**PASSAGE SHOWN**
---*---

In a previous post I asked the question ‘What do you need?’ This week’s post is along those lines but leaning in a slightly different direction.
Besides my health and family/home duties that restrict me in how much I can do and accomplish, what do you think is the biggest thing that gets in my way?
What is my Thanos to the Avengers? My Joker to the Batman? My Darth Vader to Luke Skywalker? You get the idea.
It’s… consistency. Dum dum dah!!!!! I know. Surprising right?
How can it be my nemesis? To be completely honest… I’m really not good at it. I don’t want to work harder to achieve my goals, (who does?) but being consistent is going to do that for me. *Sigh*.
So… if lack of consistency is killing my productivity, what can I do about it?
First of all, let’s look at what I am good at. Looking at what works for you in other areas may give you clues as to how to defeat your nemesis.
I’m really good at coming up with new ideas and starting something. Of course, once the initial excitement wears off and it’s beginning to feel like hard work, my productivity drops significantly and I’m less likely to get it done. Sound familiar?
I’m good at being punctual. I hate being late.
I’m good at organising. A place for everything and everything in its place.
I’m good at being methodical. How I plan a task and complete it is easy in theory. I know how to do it but struggle with actually seeing it through to the end.
So how can these things help me be more consistent?
Well, the first and most important thing I have learnt, (the hard way) is to START SMALL.
You know what they say about forming new habits? It takes at least 30 – 40 days of consistently doing the same thing every day for it to become natural, a habit. It’s the same with writing.
First- Timing. Just like I hate being late for appointments, getting the kids to school, church, etc… I should hate being late when it comes to sitting down to write. If you can sit down to write at the same or similar time each day, it helps develop a habit faster.

---*---

**SUPPLIED MATERIAL**
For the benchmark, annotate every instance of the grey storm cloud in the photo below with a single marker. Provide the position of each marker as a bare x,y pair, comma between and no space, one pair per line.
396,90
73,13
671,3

---*---

**LIST OF TASKS**
(1) Summarize the blog post on consistency in two sentences.
(2) Extend the blog post on consistency, picking up after its final sentence.
The material plays no part in this work.

**EXERCISE RESULTS**
(1) Apart from health and family duties, the writer names lack of consistency as the biggest obstacle to productivity and looks to personal strengths for ways to overcome it: generating ideas, punctuality, organization, and methodical planning. The most important lesson is to start small, because a habit takes at least 30 to 40 days of daily repetition to form, and sitting down to write at the same or a similar time each day helps that habit develop faster.

(2)
Second- Find out when the best time is for you to write and if you can, try to write at the same time every day. Most days that might not be possible so scheduling in a time each day can help. Also organising your day so that writing is a priority can be very effective. You don’t want to be dog tired when you sit down to write so make sure you monitor when your energy is higher and you’ll be more likely to get started and get more writing done.
Third- Plan what you want to accomplish each day or each writing session. For example; on Monday you might want to write a blog post, answer a few emails, and plot the next scene in your book. Or on Tuesday you might want to work on marketing. Whatever it is, write it down and put it somewhere where you can see it, like the fridge or a notice board where you write. Try to finish what’s most pressing and important first or what you don’t like to do first to get it out of the way. But don’t feel bad if you can’t.
Fourth – If you can complete a task regularly for at least a few weeks, you are well on your way to becoming naturally more consistent. Find out what you’re really struggling to get done and break it down into smaller steps.
You don’t reach the top of the stairs in one big leap, but one step at a time.
SMALL STEPS are the key to being consistent.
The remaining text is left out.